§ **The problem**:
Please rewrite the lines below as a numbered list, leaving out any blank lines.

─── Recorded data

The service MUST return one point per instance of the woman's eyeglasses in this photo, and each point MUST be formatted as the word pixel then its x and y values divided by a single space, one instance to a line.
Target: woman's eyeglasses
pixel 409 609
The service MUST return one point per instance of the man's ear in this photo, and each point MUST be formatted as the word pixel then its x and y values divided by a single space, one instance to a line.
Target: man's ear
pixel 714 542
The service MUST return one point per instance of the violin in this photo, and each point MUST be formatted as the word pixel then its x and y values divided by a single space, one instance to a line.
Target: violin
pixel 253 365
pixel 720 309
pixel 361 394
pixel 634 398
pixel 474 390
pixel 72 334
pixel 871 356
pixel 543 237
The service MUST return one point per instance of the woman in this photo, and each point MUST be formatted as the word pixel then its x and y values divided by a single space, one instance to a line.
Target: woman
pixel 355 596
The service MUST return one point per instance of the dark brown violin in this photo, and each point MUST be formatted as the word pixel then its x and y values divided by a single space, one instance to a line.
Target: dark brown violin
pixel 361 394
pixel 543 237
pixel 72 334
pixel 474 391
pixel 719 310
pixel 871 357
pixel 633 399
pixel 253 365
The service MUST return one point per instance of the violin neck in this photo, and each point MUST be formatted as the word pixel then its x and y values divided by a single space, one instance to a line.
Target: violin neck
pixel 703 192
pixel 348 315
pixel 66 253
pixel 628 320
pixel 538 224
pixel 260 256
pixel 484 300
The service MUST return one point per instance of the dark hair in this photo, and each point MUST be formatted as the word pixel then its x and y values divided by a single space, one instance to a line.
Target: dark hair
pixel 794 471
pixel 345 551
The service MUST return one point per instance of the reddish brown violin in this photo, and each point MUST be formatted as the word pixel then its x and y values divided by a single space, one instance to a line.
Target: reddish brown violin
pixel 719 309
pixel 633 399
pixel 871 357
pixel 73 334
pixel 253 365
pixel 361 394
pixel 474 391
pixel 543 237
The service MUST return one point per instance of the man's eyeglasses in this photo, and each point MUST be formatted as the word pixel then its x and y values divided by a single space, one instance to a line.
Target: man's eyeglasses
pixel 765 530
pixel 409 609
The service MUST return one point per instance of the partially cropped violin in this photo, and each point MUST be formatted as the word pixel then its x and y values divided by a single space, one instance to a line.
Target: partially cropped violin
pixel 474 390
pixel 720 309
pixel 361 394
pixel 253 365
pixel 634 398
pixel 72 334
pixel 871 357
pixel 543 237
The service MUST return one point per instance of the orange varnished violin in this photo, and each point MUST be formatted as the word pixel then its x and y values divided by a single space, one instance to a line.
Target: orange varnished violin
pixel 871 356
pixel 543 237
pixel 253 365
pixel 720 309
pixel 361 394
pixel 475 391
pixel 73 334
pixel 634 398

──────

§ **The reply**:
1. The service MUST return one point per instance of the woman's eyeglasses in this photo, and each point MUST be formatted as the word pixel then its x and y values divided by a single space, one instance to a line.
2. Target: woman's eyeglasses
3. pixel 409 609
4. The service MUST return one point per instance of the man's ear in this photo, and each point MUST be formatted as the word pixel then its x and y values divided by a single space, one instance to a line.
5. Target: man's ear
6. pixel 714 542
7. The service MUST return one point per instance of the violin in this photo, and each point MUST be formatted as the word pixel then its x and y values divided by a single space, one instance to a line.
8. Target: violin
9. pixel 253 365
10. pixel 720 309
11. pixel 361 394
12. pixel 634 398
13. pixel 474 390
14. pixel 72 334
15. pixel 871 356
16. pixel 543 237
17. The service MUST return one point per instance of the woman in this photo, and each point MUST be formatted as the word pixel then its x and y values divided by a single space, one instance to a line.
18. Target: woman
19. pixel 355 596
20. The service MUST return one point per instance of the dark brown violin in this photo, and each point MUST be formatted as the word pixel then its x and y values divided by a single space, one instance to a line.
21. Target: dark brown violin
22. pixel 361 394
23. pixel 543 237
24. pixel 72 334
25. pixel 474 391
26. pixel 719 310
27. pixel 871 357
28. pixel 633 399
29. pixel 253 365
30. The service MUST return one point per instance of the violin neck in this photo, and each point MUST be formatted as the word pixel then its x and y values divided by a single space, one instance to a line.
31. Target: violin neck
32. pixel 703 192
33. pixel 348 315
34. pixel 66 253
35. pixel 628 320
36. pixel 538 224
37. pixel 260 256
38. pixel 484 300
39. The service MUST return one point per instance of the dark hair in this photo, and each point MUST be formatted as the word pixel then its x and y values divided by a single space, one instance to a line.
40. Target: dark hair
41. pixel 794 471
42. pixel 345 551
43. The service MUST return one point per instance of the reddish brown violin in this photo, and each point MUST be formatted as the word pixel then its x and y values divided by a single space, one instance to a line.
44. Target: reddish brown violin
45. pixel 719 309
46. pixel 633 399
47. pixel 871 357
48. pixel 73 334
49. pixel 253 365
50. pixel 361 394
51. pixel 474 391
52. pixel 543 237
53. The service MUST return one point per instance of the man's eyeglasses in this photo, and each point MUST be formatted as the word pixel then its x and y values divided by a single space, one instance to a line.
54. Target: man's eyeglasses
55. pixel 765 530
56. pixel 409 609
57. The service MUST return one point per instance of the partially cropped violin in this photo, and each point MUST be formatted as the word pixel then its x and y values divided by a single space, one instance to a line.
58. Target: partially cropped violin
59. pixel 474 390
60. pixel 720 309
61. pixel 361 394
62. pixel 253 365
63. pixel 634 398
64. pixel 72 334
65. pixel 871 357
66. pixel 543 237
67. The service MUST return one point per instance of the orange varnished violin in this photo, and each point MUST be formatted as the word pixel then its x and y values divided by a single space, one instance to a line.
68. Target: orange varnished violin
69. pixel 871 356
70. pixel 543 237
71. pixel 253 365
72. pixel 720 309
73. pixel 361 394
74. pixel 475 391
75. pixel 73 334
76. pixel 634 398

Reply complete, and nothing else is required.